Could you write out the line containing "Query: hanging paper decoration" and all the lines below it in the data, exactly, through the final one and nothing else?

........

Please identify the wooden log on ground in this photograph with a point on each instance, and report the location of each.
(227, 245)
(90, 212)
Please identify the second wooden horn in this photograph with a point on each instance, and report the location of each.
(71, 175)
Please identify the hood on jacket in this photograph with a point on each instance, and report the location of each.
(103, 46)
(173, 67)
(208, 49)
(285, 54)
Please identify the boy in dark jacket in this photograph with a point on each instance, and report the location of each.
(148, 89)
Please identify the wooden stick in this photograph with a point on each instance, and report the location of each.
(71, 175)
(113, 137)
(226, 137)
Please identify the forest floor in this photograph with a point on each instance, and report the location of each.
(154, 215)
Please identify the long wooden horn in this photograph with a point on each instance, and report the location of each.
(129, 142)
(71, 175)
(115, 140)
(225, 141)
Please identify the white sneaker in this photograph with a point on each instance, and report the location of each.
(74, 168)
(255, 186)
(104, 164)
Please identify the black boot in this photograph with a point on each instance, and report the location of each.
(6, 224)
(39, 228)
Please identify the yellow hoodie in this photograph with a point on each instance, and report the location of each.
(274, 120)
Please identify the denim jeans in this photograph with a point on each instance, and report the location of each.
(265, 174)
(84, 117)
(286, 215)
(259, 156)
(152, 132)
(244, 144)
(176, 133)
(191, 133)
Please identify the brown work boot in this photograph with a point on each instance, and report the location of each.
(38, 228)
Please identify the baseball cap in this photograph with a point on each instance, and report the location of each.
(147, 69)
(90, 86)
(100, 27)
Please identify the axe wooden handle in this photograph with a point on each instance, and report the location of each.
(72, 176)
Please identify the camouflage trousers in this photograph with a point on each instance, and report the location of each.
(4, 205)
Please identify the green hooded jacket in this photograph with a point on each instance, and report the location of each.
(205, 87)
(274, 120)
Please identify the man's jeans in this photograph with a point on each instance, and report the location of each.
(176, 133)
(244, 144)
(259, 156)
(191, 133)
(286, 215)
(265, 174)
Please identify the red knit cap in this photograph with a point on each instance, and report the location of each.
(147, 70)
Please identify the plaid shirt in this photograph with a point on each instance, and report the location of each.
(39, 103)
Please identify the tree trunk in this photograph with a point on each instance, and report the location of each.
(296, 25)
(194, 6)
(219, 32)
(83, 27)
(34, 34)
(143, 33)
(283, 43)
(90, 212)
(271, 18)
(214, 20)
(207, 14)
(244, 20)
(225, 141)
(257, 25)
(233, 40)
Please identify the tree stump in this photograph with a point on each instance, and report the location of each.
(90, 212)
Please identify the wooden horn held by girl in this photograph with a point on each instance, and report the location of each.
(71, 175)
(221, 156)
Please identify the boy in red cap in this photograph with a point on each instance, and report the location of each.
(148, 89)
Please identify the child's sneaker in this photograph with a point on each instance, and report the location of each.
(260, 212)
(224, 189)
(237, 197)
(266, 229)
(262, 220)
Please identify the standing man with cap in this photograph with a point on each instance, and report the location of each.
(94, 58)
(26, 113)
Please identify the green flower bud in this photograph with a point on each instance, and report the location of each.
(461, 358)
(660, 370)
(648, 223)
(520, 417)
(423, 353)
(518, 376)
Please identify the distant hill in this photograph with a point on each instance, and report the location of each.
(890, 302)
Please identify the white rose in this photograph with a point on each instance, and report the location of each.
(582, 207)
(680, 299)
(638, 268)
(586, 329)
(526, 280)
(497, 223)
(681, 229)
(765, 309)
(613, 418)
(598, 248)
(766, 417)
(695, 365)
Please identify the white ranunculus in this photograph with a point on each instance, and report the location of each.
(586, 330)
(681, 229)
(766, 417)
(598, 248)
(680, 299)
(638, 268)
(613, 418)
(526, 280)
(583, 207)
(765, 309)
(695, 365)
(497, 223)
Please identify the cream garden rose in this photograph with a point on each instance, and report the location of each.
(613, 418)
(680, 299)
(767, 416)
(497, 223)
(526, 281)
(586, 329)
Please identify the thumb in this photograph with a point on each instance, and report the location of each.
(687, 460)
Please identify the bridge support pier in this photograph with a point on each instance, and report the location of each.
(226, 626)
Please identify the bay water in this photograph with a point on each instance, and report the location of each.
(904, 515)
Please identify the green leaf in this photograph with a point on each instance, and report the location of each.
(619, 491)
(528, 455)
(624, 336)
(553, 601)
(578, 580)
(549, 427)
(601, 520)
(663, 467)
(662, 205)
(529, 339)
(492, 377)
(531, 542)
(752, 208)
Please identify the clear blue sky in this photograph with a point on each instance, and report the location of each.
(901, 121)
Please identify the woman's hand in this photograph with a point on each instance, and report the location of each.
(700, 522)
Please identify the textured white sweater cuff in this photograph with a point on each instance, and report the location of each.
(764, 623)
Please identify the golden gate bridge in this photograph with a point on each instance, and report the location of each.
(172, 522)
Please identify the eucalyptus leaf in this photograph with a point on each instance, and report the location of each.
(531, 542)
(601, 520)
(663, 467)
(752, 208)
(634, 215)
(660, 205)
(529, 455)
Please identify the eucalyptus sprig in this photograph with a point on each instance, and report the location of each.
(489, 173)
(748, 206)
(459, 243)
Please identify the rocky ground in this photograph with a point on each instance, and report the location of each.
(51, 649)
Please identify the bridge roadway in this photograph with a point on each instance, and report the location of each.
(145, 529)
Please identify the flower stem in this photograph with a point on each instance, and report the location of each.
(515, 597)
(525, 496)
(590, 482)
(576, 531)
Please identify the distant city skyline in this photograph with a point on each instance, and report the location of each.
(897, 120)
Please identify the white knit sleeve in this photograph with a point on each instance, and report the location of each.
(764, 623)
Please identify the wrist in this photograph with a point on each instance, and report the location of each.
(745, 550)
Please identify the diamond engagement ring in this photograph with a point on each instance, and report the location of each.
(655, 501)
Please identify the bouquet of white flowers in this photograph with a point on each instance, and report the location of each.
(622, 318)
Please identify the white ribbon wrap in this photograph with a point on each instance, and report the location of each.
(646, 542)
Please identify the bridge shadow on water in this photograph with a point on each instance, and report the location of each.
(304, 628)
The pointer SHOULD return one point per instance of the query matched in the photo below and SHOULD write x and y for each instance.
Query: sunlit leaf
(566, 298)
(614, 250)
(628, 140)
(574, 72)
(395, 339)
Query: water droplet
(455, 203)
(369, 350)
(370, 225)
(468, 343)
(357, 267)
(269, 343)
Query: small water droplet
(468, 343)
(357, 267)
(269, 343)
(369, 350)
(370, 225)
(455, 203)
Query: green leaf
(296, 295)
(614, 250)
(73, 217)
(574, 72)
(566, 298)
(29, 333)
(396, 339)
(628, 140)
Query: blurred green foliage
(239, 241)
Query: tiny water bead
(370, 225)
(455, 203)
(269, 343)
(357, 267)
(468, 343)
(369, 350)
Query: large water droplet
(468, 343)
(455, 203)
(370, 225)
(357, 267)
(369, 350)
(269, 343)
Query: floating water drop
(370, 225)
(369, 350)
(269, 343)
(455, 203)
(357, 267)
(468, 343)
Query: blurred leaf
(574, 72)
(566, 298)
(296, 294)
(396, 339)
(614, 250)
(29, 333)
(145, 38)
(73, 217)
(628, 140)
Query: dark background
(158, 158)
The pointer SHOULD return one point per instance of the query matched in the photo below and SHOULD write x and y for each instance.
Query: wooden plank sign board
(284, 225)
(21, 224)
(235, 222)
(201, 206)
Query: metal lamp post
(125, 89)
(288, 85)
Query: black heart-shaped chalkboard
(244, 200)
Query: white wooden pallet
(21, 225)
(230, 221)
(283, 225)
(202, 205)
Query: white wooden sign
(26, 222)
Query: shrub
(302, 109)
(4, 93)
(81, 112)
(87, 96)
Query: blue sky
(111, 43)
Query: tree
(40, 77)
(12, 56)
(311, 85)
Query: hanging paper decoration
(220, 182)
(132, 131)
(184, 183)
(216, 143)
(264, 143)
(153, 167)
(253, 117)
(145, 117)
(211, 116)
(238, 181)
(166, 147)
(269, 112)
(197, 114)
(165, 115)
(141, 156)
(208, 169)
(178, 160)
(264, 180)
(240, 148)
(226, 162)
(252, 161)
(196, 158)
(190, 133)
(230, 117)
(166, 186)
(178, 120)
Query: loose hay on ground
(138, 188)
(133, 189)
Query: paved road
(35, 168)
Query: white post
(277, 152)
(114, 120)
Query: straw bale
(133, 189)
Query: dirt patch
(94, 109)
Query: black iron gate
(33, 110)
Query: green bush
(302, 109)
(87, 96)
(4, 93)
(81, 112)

........

### Written solution
Query: hanging paper decoration
(220, 182)
(132, 131)
(184, 183)
(216, 143)
(264, 143)
(153, 167)
(253, 117)
(145, 117)
(211, 116)
(238, 181)
(166, 147)
(269, 112)
(197, 114)
(165, 115)
(141, 156)
(208, 169)
(178, 160)
(264, 180)
(240, 148)
(226, 162)
(252, 161)
(196, 158)
(190, 133)
(230, 117)
(166, 186)
(178, 120)
Query: loose hay on ground
(138, 188)
(133, 189)
Query: paved road
(35, 168)
Query: white post
(277, 152)
(114, 120)
Query: straw bale
(133, 189)
Query: dirt patch
(94, 109)
Query: black iron gate
(33, 110)
Query: green bush
(302, 109)
(87, 96)
(4, 93)
(81, 112)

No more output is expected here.